Stated exercise:
Format every line of the entries below as a numbered list, leaving out any blank lines.

Given information:
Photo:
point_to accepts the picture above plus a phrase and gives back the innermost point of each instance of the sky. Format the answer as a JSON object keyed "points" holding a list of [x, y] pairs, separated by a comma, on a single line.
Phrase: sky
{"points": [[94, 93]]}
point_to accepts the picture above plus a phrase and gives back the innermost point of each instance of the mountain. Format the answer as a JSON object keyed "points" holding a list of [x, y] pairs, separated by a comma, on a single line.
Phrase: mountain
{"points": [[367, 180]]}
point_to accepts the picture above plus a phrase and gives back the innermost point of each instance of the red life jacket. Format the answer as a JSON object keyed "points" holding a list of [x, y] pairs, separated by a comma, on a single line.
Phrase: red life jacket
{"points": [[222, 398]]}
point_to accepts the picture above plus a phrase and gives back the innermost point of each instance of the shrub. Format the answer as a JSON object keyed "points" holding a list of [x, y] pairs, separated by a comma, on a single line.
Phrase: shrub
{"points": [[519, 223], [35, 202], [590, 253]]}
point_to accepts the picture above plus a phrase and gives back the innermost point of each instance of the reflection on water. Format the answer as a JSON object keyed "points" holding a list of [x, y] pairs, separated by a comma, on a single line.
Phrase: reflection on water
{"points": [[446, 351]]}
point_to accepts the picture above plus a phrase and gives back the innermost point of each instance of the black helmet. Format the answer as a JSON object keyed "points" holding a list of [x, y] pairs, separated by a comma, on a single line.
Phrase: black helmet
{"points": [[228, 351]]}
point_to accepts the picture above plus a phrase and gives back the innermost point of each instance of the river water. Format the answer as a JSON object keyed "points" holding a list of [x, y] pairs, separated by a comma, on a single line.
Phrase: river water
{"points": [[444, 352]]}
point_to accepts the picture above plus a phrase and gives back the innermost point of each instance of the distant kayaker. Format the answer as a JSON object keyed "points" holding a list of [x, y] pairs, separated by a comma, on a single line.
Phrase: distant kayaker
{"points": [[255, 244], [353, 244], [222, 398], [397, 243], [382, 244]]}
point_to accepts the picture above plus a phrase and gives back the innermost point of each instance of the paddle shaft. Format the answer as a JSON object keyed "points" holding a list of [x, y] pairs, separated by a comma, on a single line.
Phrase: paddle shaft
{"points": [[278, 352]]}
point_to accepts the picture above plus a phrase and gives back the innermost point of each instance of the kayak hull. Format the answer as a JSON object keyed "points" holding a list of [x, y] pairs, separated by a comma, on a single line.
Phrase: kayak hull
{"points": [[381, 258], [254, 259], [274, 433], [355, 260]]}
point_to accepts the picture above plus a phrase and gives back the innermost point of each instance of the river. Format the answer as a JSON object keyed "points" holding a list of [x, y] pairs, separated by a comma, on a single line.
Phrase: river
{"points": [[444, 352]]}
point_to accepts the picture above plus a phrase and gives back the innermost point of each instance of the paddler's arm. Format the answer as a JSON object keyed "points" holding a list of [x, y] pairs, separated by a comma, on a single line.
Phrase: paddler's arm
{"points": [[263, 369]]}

Result:
1. Photo:
2. point_to accepts the picture above plus a phrase and gives back the innermost point of each instance of the sky. Format the answer as a JSON object keyed "points" holding a list of [x, y] pairs, separated by a comma, on a single line.
3. Phrase: sky
4. {"points": [[94, 93]]}
5. point_to accepts the picture above plus a phrase and gives back the innermost point of each instance of the mountain. Format the answer as a JSON object keyed "points" holding a list of [x, y] pairs, separated by a comma, on a single line.
6. Phrase: mountain
7. {"points": [[367, 180]]}
8. point_to accepts the picture above plus a phrase and gives back the innermost point of each instance of the red life jacket. Format the answer as a JSON object keyed "points" holding a list of [x, y] pairs, separated by a comma, on a single line.
9. Phrase: red life jacket
10. {"points": [[222, 398]]}
11. point_to accepts the picture above plus a phrase and gives back the innermost point of each instance of the shrub. Format the answer as a JSON object keyed "points" holding a list of [x, y] pairs, separated by a comma, on a single line.
12. Phrase: shrub
13. {"points": [[519, 223], [35, 202], [590, 253]]}
14. point_to accepts the picture above plus a phrase and gives back the innermost point of each instance of the reflection on water. Format the answer as a JSON object keyed "points" holding a list of [x, y] pairs, separated by a comma, on a single line.
15. Phrase: reflection on water
16. {"points": [[446, 351]]}
17. point_to accepts the picture above plus a phrase and gives back the innermost point of each instance of the black helmet. Format the answer as a JSON object keyed "points" holding a list of [x, y] pairs, separated by a comma, on a single line.
18. Phrase: black helmet
19. {"points": [[228, 351]]}
20. point_to accepts the picture above plus a phrase and gives back the innermost point of each instance of the river water. Format the answer as a JSON object keyed "points" holding a list of [x, y] pairs, separated by a comma, on a single line.
21. Phrase: river water
22. {"points": [[444, 352]]}
23. point_to accepts the picture above plus a phrase and gives back the innermost point of each instance of the distant kayaker. Format the answer as a JSON object keyed "points" holding a list of [x, y] pairs, separated by a comma, on a single line.
24. Phrase: distant kayaker
25. {"points": [[255, 244], [353, 244], [222, 398], [397, 243], [382, 244]]}
26. point_to accepts the picture above plus a phrase and gives back the innermost point of each instance of the paddle shaft. Format the answer as a JSON object keyed "points" holding a list of [x, y] pairs, separated by a comma, on a single line.
27. Phrase: paddle shaft
28. {"points": [[278, 352]]}
29. point_to accepts the picture above plus a phrase and gives back the innermost point of each instance of the kayak hull. Format the answer as a JSON object keyed "points" holding a list of [x, y] pairs, separated by a comma, on a single line.
30. Phrase: kayak hull
31. {"points": [[381, 258], [254, 259], [274, 433], [355, 260]]}
32. point_to accepts the picture above plus a phrase and gives back the innermost point of each instance of the river. Format the answer as a JSON object keyed "points" holding a list of [x, y] pairs, separated by a comma, on a single line.
33. Phrase: river
34. {"points": [[444, 352]]}
35. point_to accepts the picture above plus a phrase and gives back the innermost point of each instance of the paddler's arm. Format the answer as a JSON object keyed "points" holding a list of [x, y] pairs, separated by a comma, on a single line.
36. Phrase: paddler's arm
37. {"points": [[263, 369]]}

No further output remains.